#### Material provided ####

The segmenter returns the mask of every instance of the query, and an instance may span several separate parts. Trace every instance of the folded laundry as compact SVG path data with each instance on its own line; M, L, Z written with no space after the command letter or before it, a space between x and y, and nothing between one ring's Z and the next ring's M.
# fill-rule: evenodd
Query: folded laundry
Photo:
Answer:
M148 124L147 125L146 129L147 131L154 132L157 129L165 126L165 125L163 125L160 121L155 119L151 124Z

####

• **What to produce**
Rewrite the lines above so that "folded laundry" becomes "folded clothes" wherever it occurs, keeping everything else the same.

• **Problem solution**
The segmenter returns the mask of every instance of the query, and an instance may span several separate parts. Trace every instance of the folded clothes as compact SVG path data with each instance on its own line; M, L, Z written with no space after the command letter or before it, a space between x and y, and nothing between one ring's Z and the next ring's M.
# fill-rule: evenodd
Query: folded clothes
Photo:
Answer:
M148 124L147 125L146 129L147 131L154 132L157 129L165 126L165 125L163 125L160 121L155 119L151 124Z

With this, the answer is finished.